(Region annotation rows)
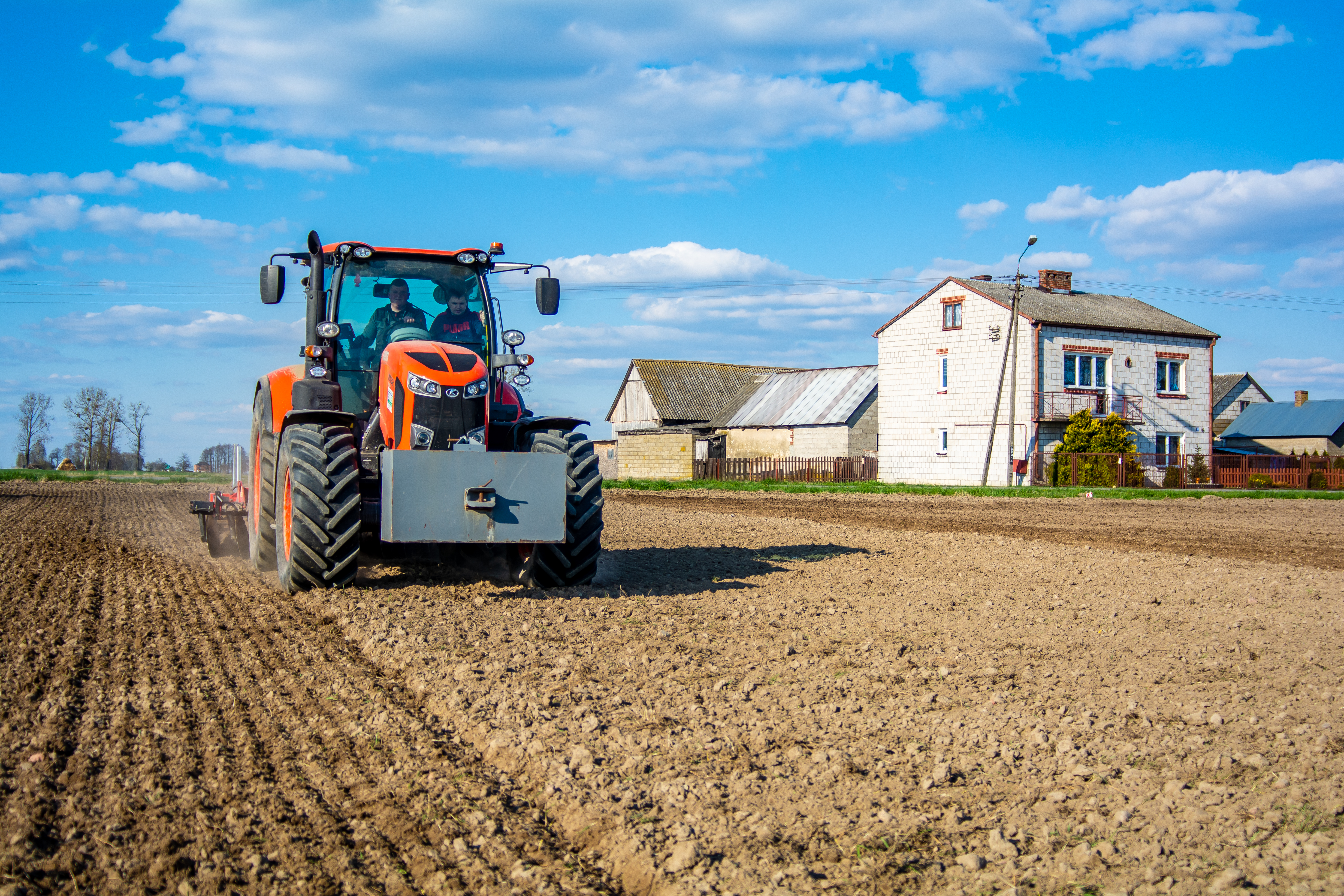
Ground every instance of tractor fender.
[491,416,589,451]
[257,364,304,435]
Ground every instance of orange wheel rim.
[280,470,294,560]
[247,433,261,532]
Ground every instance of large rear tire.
[516,430,602,588]
[247,389,275,572]
[275,423,360,594]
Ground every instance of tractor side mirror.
[261,265,285,305]
[536,277,560,316]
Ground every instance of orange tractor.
[192,232,602,594]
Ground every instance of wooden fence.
[692,457,878,482]
[1031,451,1344,489]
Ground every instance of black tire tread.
[519,430,605,588]
[275,423,360,594]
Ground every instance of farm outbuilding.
[711,364,878,458]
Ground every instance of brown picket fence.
[1031,451,1344,489]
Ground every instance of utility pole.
[980,234,1036,486]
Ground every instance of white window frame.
[1154,357,1185,395]
[1063,352,1110,389]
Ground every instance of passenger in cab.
[429,285,485,355]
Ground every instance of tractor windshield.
[332,256,489,414]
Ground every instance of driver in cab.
[360,277,426,351]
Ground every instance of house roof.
[714,364,878,428]
[606,357,793,420]
[874,277,1218,338]
[1214,374,1274,407]
[1223,399,1344,439]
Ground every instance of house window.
[1064,355,1109,388]
[942,302,961,329]
[1156,433,1180,466]
[1157,361,1180,392]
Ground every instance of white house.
[874,270,1218,485]
[1214,374,1274,438]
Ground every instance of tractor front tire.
[247,389,275,572]
[275,423,362,594]
[516,430,602,588]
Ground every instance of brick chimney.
[1036,270,1074,293]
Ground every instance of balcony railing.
[1036,392,1144,423]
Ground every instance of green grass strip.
[0,470,231,483]
[602,480,1344,501]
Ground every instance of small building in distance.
[710,364,878,458]
[1214,374,1274,438]
[606,357,793,437]
[1219,389,1344,456]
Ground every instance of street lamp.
[1008,234,1036,488]
[980,234,1036,486]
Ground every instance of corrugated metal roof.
[874,277,1218,338]
[1223,400,1344,439]
[607,357,796,422]
[715,364,878,427]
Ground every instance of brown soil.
[0,492,1344,896]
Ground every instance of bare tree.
[13,392,51,466]
[64,386,110,470]
[98,395,125,470]
[121,402,149,473]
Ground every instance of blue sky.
[0,0,1344,459]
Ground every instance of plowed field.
[0,482,1344,896]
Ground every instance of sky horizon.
[0,0,1344,463]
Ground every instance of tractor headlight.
[406,374,438,398]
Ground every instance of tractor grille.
[414,395,485,451]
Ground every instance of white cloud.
[546,242,800,284]
[957,199,1008,232]
[1027,184,1111,222]
[1060,11,1293,78]
[99,0,1286,181]
[0,171,137,199]
[1156,258,1265,284]
[0,196,83,246]
[126,161,229,193]
[1278,251,1344,289]
[40,305,304,349]
[1255,357,1344,388]
[219,141,357,173]
[1027,160,1344,259]
[112,112,190,146]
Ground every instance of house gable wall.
[1214,376,1269,435]
[878,281,1212,485]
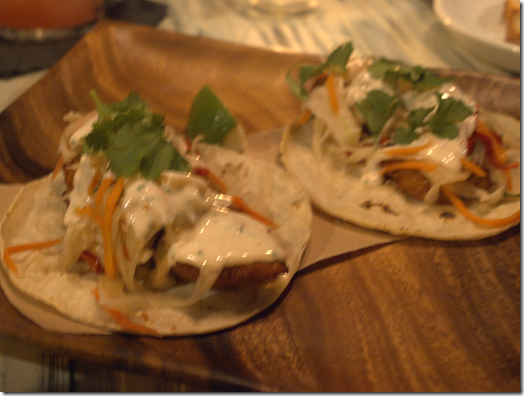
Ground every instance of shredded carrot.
[381,161,437,174]
[102,177,124,279]
[461,157,488,177]
[93,289,160,337]
[51,154,65,180]
[87,169,102,195]
[440,185,520,227]
[502,169,513,191]
[231,195,275,227]
[296,109,313,126]
[385,142,431,155]
[475,121,508,165]
[75,206,103,227]
[193,166,227,193]
[80,251,104,274]
[4,239,62,274]
[95,177,115,210]
[326,73,339,114]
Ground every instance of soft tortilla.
[0,146,312,335]
[280,109,520,240]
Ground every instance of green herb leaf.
[286,42,354,100]
[187,85,237,145]
[368,58,451,89]
[393,107,435,144]
[393,127,418,144]
[82,91,189,179]
[427,92,473,140]
[355,89,401,137]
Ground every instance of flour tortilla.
[0,145,312,335]
[280,109,520,240]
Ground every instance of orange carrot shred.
[381,161,437,174]
[87,169,102,195]
[102,177,125,279]
[326,73,339,114]
[93,289,160,336]
[460,157,487,177]
[440,185,520,227]
[296,109,313,126]
[193,166,227,193]
[502,169,513,191]
[95,177,115,210]
[4,239,62,274]
[75,206,103,227]
[231,195,275,227]
[51,154,65,180]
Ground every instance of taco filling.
[281,43,520,238]
[4,92,309,332]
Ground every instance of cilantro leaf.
[368,58,451,89]
[82,91,190,179]
[355,89,401,138]
[393,127,418,144]
[428,92,473,140]
[393,107,435,144]
[286,42,354,100]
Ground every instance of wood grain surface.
[0,22,521,392]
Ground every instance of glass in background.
[247,0,318,16]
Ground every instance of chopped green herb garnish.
[82,91,190,179]
[355,89,401,138]
[393,107,435,144]
[427,92,473,140]
[286,42,354,100]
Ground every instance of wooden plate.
[0,22,520,392]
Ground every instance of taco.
[280,43,520,240]
[0,89,312,336]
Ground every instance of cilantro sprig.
[368,58,451,90]
[82,91,190,179]
[393,92,473,144]
[286,42,354,100]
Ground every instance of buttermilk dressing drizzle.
[304,69,484,196]
[58,113,285,306]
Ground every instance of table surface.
[0,0,520,392]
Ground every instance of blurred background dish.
[433,0,520,73]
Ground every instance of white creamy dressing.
[122,171,210,240]
[346,71,477,186]
[64,155,96,227]
[64,155,285,290]
[346,69,395,107]
[59,111,98,163]
[168,210,284,268]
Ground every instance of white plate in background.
[433,0,520,73]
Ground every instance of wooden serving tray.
[0,22,520,392]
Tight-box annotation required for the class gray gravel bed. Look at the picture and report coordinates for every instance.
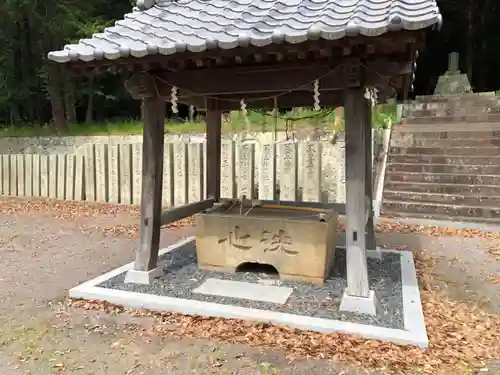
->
[98,243,404,329]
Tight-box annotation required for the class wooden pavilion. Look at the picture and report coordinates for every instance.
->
[48,0,441,314]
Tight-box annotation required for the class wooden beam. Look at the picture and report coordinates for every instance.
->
[361,100,377,250]
[126,59,412,99]
[134,97,165,271]
[65,30,425,74]
[205,99,222,202]
[344,86,370,298]
[183,90,344,111]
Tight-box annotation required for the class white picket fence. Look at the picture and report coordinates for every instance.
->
[0,137,379,206]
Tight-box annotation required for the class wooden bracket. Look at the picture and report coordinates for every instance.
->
[344,59,362,87]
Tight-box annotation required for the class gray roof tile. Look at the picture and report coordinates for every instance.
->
[48,0,441,63]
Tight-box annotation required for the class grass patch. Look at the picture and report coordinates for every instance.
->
[0,104,396,137]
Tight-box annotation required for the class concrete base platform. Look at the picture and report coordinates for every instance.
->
[339,290,377,315]
[69,237,428,348]
[125,267,163,285]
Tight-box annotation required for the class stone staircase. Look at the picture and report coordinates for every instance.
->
[382,93,500,223]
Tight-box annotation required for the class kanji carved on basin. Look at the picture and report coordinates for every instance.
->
[195,207,337,284]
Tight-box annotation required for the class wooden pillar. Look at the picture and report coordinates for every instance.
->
[134,97,165,272]
[205,100,222,202]
[363,100,377,250]
[344,87,370,298]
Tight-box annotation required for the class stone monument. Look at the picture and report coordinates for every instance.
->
[434,52,472,96]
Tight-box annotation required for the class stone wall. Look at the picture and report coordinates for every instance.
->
[0,132,381,206]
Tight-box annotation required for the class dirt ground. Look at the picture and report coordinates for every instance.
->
[0,207,500,375]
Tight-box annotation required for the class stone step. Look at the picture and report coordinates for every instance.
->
[386,163,500,176]
[403,104,500,119]
[409,91,497,103]
[389,146,499,157]
[401,113,500,126]
[383,199,500,220]
[382,207,500,224]
[391,138,500,148]
[384,181,500,196]
[384,189,500,207]
[392,122,500,135]
[385,172,500,187]
[387,153,500,166]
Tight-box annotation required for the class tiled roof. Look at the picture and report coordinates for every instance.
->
[48,0,441,63]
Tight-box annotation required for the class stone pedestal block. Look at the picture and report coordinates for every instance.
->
[195,207,337,285]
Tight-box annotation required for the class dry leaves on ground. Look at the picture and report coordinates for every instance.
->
[100,217,194,239]
[0,198,140,220]
[0,198,193,238]
[69,253,500,375]
[4,198,500,244]
[488,247,500,262]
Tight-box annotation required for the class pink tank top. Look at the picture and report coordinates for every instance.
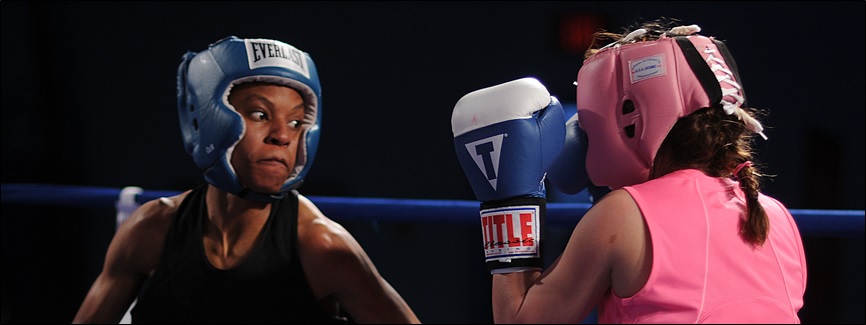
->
[598,169,806,324]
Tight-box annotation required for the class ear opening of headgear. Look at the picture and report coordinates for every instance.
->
[577,25,766,189]
[177,36,322,202]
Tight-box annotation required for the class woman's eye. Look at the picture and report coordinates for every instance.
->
[289,120,304,129]
[250,111,268,121]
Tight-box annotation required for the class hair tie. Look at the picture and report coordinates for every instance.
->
[731,160,752,180]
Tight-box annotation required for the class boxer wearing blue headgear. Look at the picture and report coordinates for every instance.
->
[177,36,322,201]
[74,37,419,324]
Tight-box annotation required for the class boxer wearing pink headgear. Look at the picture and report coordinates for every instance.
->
[577,25,766,189]
[492,21,806,324]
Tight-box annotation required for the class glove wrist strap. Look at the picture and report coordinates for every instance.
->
[480,196,547,274]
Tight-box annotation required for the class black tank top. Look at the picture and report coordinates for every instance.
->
[131,185,347,324]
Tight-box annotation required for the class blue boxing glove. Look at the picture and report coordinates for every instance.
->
[451,78,565,273]
[547,114,610,203]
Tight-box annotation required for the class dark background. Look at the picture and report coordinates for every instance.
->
[0,1,866,324]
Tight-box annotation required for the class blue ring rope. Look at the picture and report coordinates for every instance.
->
[0,184,866,237]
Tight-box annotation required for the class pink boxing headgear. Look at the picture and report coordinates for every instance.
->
[577,25,763,189]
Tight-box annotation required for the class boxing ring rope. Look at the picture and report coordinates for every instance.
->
[0,184,866,237]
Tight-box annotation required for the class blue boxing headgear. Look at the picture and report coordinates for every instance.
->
[177,36,322,202]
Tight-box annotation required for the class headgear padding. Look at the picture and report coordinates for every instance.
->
[577,25,761,189]
[177,36,322,201]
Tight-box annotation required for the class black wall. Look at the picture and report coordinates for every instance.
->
[0,1,866,323]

▸ What the task asks: Copy out every line from the one containing "Ground every instance of plowed field." down to the one containing "[878,281,1212,485]", with both of those lines included.

▸ Result for this exercise:
Ground every instance of plowed field.
[0,482,1344,896]
Ground every instance of sky horizon.
[0,0,1344,463]
Ground every instance of tractor headlight.
[406,374,438,398]
Ground every instance of tractor grille.
[414,395,485,451]
Ground every instance of white cloud.
[546,242,800,284]
[957,199,1008,232]
[1027,184,1111,222]
[1060,11,1293,78]
[99,0,1286,181]
[0,171,137,199]
[1156,258,1265,284]
[0,196,83,246]
[126,161,229,193]
[1278,251,1344,289]
[40,305,304,349]
[1255,357,1344,388]
[219,141,357,173]
[1027,160,1344,259]
[112,112,190,146]
Ground every instance of house gable wall.
[1214,376,1269,435]
[878,281,1212,485]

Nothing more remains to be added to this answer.